[SOURCE MATERIAL]
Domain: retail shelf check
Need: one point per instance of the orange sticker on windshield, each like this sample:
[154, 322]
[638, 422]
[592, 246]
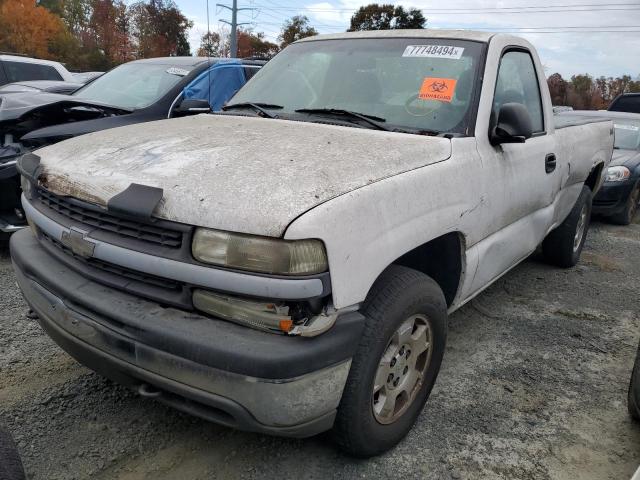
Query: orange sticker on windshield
[441, 89]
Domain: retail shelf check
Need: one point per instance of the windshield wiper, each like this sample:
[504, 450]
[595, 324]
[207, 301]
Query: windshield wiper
[258, 107]
[370, 119]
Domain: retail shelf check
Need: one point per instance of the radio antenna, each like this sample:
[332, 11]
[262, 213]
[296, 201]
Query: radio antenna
[208, 57]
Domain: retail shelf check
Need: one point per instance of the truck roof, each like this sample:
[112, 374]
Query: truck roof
[424, 33]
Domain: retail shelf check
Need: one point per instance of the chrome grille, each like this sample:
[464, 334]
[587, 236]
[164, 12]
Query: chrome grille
[96, 218]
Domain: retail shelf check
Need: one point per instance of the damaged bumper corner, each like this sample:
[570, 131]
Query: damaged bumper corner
[222, 372]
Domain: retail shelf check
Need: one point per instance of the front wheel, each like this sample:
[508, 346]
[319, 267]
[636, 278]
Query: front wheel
[563, 246]
[396, 364]
[625, 217]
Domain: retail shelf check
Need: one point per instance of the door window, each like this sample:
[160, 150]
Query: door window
[517, 82]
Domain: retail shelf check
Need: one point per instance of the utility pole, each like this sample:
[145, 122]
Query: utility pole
[234, 25]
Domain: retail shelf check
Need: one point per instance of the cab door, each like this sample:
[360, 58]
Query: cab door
[521, 180]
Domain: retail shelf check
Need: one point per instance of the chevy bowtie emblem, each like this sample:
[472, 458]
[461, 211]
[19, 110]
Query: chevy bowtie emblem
[75, 239]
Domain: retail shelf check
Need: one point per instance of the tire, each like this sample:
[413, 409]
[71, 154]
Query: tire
[10, 463]
[625, 217]
[633, 396]
[563, 246]
[404, 300]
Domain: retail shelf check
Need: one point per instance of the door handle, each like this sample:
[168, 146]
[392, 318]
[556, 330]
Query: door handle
[550, 162]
[/SOURCE MATERIAL]
— ASSIGNMENT —
Retype the data word for word and keep the pictures out of it.

— TASK SOLUTION —
Domain: retail shelf check
Need: one point per instance of the orange sticker on windshield, each like this sample:
[154, 322]
[638, 422]
[592, 246]
Query: orange sticker on windshield
[441, 89]
Domain: retail shelf check
Need: one point per instance of the windshield wiper, each like this sample:
[504, 450]
[595, 324]
[207, 301]
Query: windshield wiper
[258, 107]
[370, 119]
Domain: retail shelf check
Need: one point per instance of the radio antenna, each like this sample:
[332, 11]
[262, 213]
[296, 201]
Query: radio antenna
[208, 57]
Domain: retail shelf check
Need: one point per instance of the truck roof, each like this sample:
[112, 374]
Query: truck roof
[424, 33]
Domain: retail shelf check
Need: one point per instance of the chrome grille, each like this sample:
[464, 334]
[587, 236]
[164, 12]
Query: chrome grille
[96, 218]
Domain: retail shelf check
Need: one point per instance of the damaged bumper corner, each like this sample:
[570, 131]
Query: damaged bumper corner
[222, 372]
Domain: retail shelf check
Need: one point per instance of the front wheel, each like this sample:
[508, 346]
[319, 267]
[636, 278]
Query: front wheel
[563, 246]
[396, 364]
[625, 217]
Domain: retail shelf check
Need: one point per instance of the door window, each like this sample:
[160, 150]
Query: door window
[517, 82]
Domain: retail shelf check
Need: one point per instance of the utility pole, each like this sample:
[145, 122]
Query: utility pole
[234, 25]
Domain: retail shelf check
Need: one point per instance of the cab door, each like this sample:
[360, 58]
Query: cab door
[521, 180]
Domain: retail shelf check
Need: one point per instance of the chevy bowtie emblem, each like this sample:
[472, 458]
[461, 211]
[19, 110]
Query: chevy bowtie emblem
[75, 239]
Domain: retail shelf check
Need: one point per instance of the tire, each like this sample:
[413, 409]
[71, 154]
Query: tire
[10, 463]
[625, 217]
[633, 396]
[563, 246]
[404, 300]
Domain: retail shelf check
Need: one point per instance of the door handle, each like this sample:
[168, 146]
[392, 318]
[556, 330]
Query: door handle
[550, 162]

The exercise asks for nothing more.